Exercise requirements –
Keep every word the same. Repeat the records without their images.

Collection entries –
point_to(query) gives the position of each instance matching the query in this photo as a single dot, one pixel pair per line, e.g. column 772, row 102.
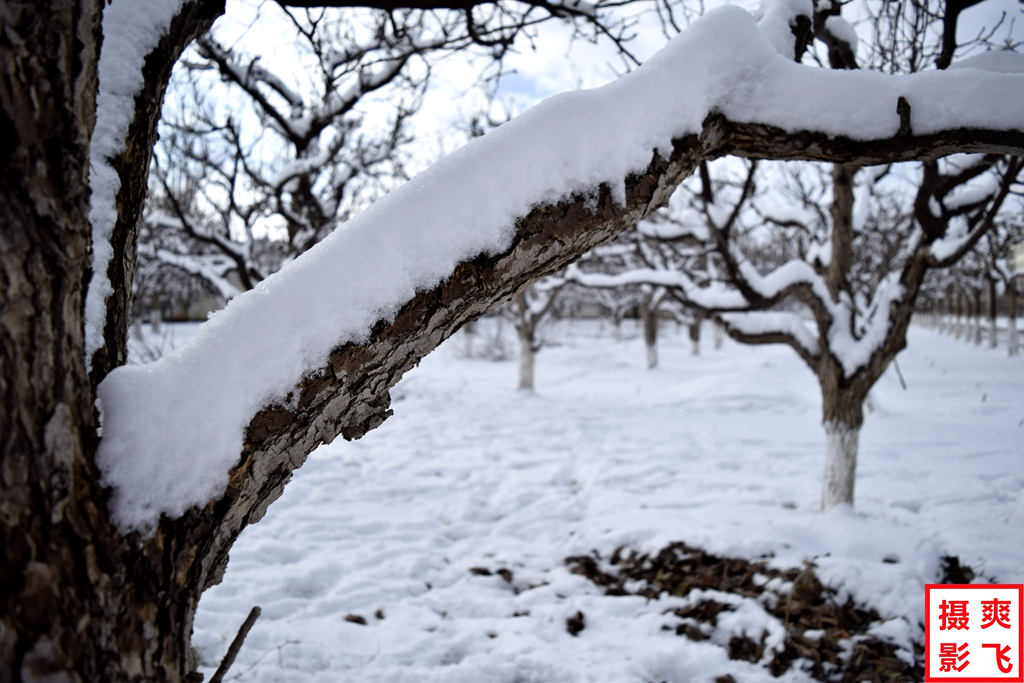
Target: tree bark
column 649, row 319
column 993, row 331
column 526, row 331
column 1013, row 344
column 719, row 335
column 843, row 416
column 977, row 316
column 80, row 601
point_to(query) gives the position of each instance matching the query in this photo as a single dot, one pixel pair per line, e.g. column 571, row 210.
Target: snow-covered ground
column 722, row 451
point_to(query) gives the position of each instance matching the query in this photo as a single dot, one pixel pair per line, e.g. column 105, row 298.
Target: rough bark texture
column 78, row 600
column 133, row 170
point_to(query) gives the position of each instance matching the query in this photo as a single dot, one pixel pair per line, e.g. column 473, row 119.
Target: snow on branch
column 131, row 31
column 312, row 350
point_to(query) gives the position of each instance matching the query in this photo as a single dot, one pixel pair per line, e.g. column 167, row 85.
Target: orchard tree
column 123, row 488
column 849, row 249
column 258, row 161
column 529, row 307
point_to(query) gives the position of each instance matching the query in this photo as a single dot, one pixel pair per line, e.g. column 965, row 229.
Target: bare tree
column 82, row 596
column 529, row 307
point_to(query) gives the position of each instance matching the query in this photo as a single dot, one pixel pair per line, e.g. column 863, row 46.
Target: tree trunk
column 977, row 316
column 843, row 415
column 526, row 355
column 1013, row 344
column 526, row 330
column 993, row 331
column 468, row 334
column 649, row 331
column 841, row 464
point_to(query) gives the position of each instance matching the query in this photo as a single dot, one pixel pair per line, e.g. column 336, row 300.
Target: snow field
column 723, row 451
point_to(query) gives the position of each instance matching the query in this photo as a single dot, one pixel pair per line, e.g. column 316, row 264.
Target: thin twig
column 232, row 650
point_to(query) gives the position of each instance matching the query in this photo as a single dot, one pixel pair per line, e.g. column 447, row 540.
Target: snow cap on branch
column 260, row 346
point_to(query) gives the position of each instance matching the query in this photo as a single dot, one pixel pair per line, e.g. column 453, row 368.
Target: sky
column 552, row 63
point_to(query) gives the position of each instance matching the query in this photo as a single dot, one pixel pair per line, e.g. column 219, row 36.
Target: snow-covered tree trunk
column 84, row 599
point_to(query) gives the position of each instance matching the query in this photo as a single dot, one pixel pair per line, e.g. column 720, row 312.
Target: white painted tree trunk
column 526, row 355
column 1013, row 346
column 468, row 333
column 991, row 301
column 651, row 355
column 156, row 318
column 841, row 464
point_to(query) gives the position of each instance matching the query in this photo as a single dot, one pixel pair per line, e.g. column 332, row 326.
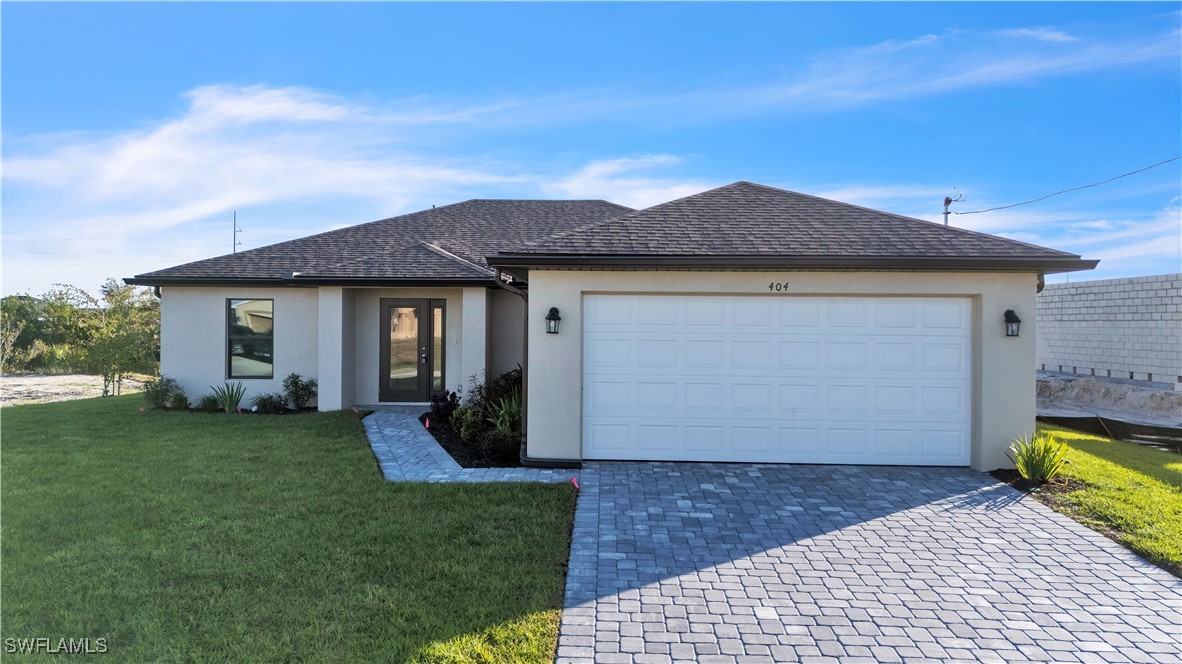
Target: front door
column 411, row 352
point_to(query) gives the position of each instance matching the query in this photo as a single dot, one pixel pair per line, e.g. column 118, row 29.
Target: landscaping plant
column 209, row 403
column 443, row 405
column 467, row 422
column 505, row 415
column 158, row 391
column 179, row 401
column 229, row 396
column 1038, row 459
column 271, row 403
column 299, row 392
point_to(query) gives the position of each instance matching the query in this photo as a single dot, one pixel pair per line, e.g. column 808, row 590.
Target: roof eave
column 1044, row 265
column 304, row 281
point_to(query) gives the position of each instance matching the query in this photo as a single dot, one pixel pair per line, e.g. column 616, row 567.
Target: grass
column 1129, row 492
column 192, row 536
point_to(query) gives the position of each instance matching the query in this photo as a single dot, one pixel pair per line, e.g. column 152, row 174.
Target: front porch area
column 402, row 345
column 407, row 453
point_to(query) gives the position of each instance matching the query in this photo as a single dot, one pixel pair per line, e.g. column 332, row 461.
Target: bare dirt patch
column 1118, row 401
column 43, row 389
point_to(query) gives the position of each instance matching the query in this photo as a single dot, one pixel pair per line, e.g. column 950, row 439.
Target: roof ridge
column 449, row 255
column 623, row 217
column 904, row 217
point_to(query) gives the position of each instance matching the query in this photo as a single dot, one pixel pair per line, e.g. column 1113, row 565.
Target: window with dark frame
column 249, row 338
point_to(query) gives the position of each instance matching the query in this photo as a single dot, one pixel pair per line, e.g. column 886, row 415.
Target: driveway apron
column 764, row 562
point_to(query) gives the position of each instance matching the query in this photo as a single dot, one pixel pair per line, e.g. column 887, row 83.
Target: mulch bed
column 467, row 456
column 1050, row 493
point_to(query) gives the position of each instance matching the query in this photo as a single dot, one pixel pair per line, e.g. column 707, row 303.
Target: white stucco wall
column 506, row 332
column 193, row 337
column 1004, row 377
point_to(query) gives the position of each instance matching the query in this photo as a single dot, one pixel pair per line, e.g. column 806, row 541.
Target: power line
column 1073, row 188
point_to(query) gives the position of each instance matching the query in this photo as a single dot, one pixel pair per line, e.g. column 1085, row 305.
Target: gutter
column 908, row 264
column 300, row 281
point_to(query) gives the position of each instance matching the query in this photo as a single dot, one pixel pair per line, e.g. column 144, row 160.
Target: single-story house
column 740, row 324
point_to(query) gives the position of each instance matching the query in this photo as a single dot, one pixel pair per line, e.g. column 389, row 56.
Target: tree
column 119, row 330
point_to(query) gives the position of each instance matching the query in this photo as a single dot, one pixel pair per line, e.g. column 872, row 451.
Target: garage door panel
column 778, row 379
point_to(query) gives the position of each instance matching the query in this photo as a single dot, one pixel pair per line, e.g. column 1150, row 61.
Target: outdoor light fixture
column 1012, row 323
column 553, row 319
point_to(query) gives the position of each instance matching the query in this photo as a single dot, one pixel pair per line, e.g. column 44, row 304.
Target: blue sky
column 131, row 131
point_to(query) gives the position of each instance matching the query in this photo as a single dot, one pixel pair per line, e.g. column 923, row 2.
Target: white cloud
column 617, row 181
column 1040, row 34
column 952, row 62
column 79, row 206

Expected output –
point_to(query) gives the position of each instance matching the query in this photo as a single dot, one pixel pair per line, e.g. column 772, row 102.
Target: tree bark
column 649, row 319
column 993, row 331
column 526, row 331
column 1013, row 344
column 719, row 335
column 843, row 416
column 977, row 316
column 80, row 601
point_to(query) gives the position of each instance matching the query in this photo as a single dot, one pixel pair per line, e.g. column 571, row 210.
Target: snow-covered ground
column 722, row 451
point_to(query) gives the position of each instance matching the query in this photo as a single dot, one pixel pair per line, e.g. column 105, row 298.
Target: rough bark texture
column 78, row 600
column 133, row 170
point_to(query) gives the position of each instance matching the query in this photo as a single dot, one pixel pair per line, e.g. column 473, row 119.
Target: snow on branch
column 131, row 31
column 312, row 350
point_to(query) gives the position of each instance matching the query in this photo as a single dot, one pixel pair per line, e.g. column 167, row 85.
Target: orchard tree
column 123, row 488
column 849, row 249
column 258, row 161
column 529, row 307
point_to(query) gives the position of each instance matching the query in this photo as a single dot, one pixel pair per line, e.g. column 965, row 229.
Target: bare tree
column 82, row 596
column 529, row 307
point_to(query) gives the position of each instance matching the query in this photo as a single dot, one pixel pair per line, e.g. column 863, row 46.
Target: tree trunk
column 977, row 316
column 843, row 415
column 526, row 355
column 1013, row 344
column 526, row 330
column 993, row 331
column 468, row 334
column 649, row 331
column 841, row 464
point_to(query) gives the position of each instance matching the query in this photo as a single dot, one pixel pair per line, e.g. column 336, row 300.
Target: snow field
column 723, row 451
point_to(query) gives the position of each instance matching the query in this photo as a single dot, one pixel pair per line, e.g. column 316, row 264.
Target: thin twig
column 232, row 650
point_to(query) gives the position of each instance matching the query in this photo as a single dot, one pixel pair per line, e.g. column 447, row 540.
Target: snow cap on branch
column 260, row 346
point_to(query) gives the position of each instance matching the query in this photo as a single dot, one pixel pair per line, e.g. column 453, row 368.
Target: sky
column 552, row 63
point_to(query) gives the position of each instance matching the query in this photo as a single dot, one pixel pair per line, e.g. column 219, row 36.
Target: snow-covered tree trunk
column 84, row 599
point_to(query) gives the position of each instance matching the query in this photo as a single dot, one pixel pair per line, e.g. column 720, row 312.
Target: white painted tree trunk
column 526, row 355
column 1013, row 346
column 468, row 333
column 991, row 301
column 651, row 355
column 156, row 318
column 841, row 464
point_to(query) gives the position of each instance matching the query in this photo as a single dot, one pixel pair per line, e.g. column 332, row 326.
Target: front door
column 411, row 352
point_to(query) gives the position of each instance matching the query in this photo as a single dot, one pixel pair per line, e.g. column 118, row 29.
Target: landscaping plant
column 209, row 403
column 443, row 405
column 467, row 422
column 505, row 415
column 158, row 391
column 179, row 401
column 229, row 396
column 1038, row 459
column 271, row 403
column 299, row 392
point_to(query) gives the position of each instance matching the query in this photo as a single dot, one pixel pair per line, e.g. column 808, row 590.
Target: roof eave
column 1044, row 265
column 304, row 281
point_to(query) gives the position of each instance matching the query in this photo as a single dot, one pixel pair per line, e.g. column 616, row 567.
Target: grass
column 1129, row 492
column 192, row 536
point_to(query) gives the position of each instance matching the query in this photo as a single dot, one pixel pair per line, e.g. column 152, row 174.
Target: front porch area
column 402, row 345
column 407, row 453
point_to(query) gives the position of each instance matching the query in this photo as a single dot, one pixel pair per line, e.g. column 332, row 461.
Target: bare dirt patch
column 1118, row 401
column 43, row 389
point_to(query) gives the position of each instance matching the query in this photo as a single dot, one pixel pair per line, e.g. column 950, row 439.
Target: roof ridge
column 449, row 255
column 623, row 217
column 904, row 217
point_to(query) gives the position of each instance matching the query in this photo as a single dot, one pixel pair per line, e.g. column 1113, row 565.
Target: window with dark frame
column 249, row 338
point_to(query) gives the position of each instance matching the query in this photo as a single dot, one pixel pair per line, e.g. column 886, row 415.
Target: driveway apron
column 764, row 562
point_to(query) gives the position of each instance matching the query in this photo as a single dot, one pixel pair per line, e.g. column 887, row 83.
Target: mulch bed
column 467, row 456
column 1050, row 493
point_to(query) gives the position of each instance matching the query in this photo as a single dot, one pixel pair per line, e.g. column 707, row 303.
Target: white stucco wall
column 506, row 332
column 193, row 337
column 1004, row 377
point_to(query) gives the position of each instance matching the query in this photo as a single dot, one pixel pair per line, e.g. column 806, row 541.
Target: power line
column 1073, row 188
point_to(query) gives the position of each instance matching the query in this photo as a single dot, one pixel pair per line, e.g. column 1085, row 305.
Target: gutter
column 908, row 264
column 300, row 281
point_to(query) gives the position of each instance matching the query in this photo as a single dot, one pixel pair per line, e.g. column 144, row 160.
Target: single-story house
column 740, row 324
point_to(query) gives the position of each instance matching the query in this photo as a single dot, one pixel pair per line, e.g. column 389, row 56.
Target: tree
column 119, row 330
point_to(query) gives the position of each instance matching the query in this photo as a single dot, one pixel pair per line, e.g. column 872, row 451.
Target: garage door panel
column 778, row 379
point_to(query) gives the position of each instance matching the query in this photo as a single dot, one pixel pair per line, e.g. column 1150, row 61.
Target: outdoor light fixture
column 1012, row 323
column 553, row 319
point_to(query) gives the position of each instance matching the query in this photo as a single dot, one pixel pair per line, e.g. column 44, row 304.
Target: blue sky
column 131, row 131
point_to(query) gives the position of each instance matching the query in this photo as a single dot, one pixel pair per line, e.g. column 923, row 2.
Target: white cloud
column 617, row 181
column 1040, row 34
column 952, row 62
column 79, row 206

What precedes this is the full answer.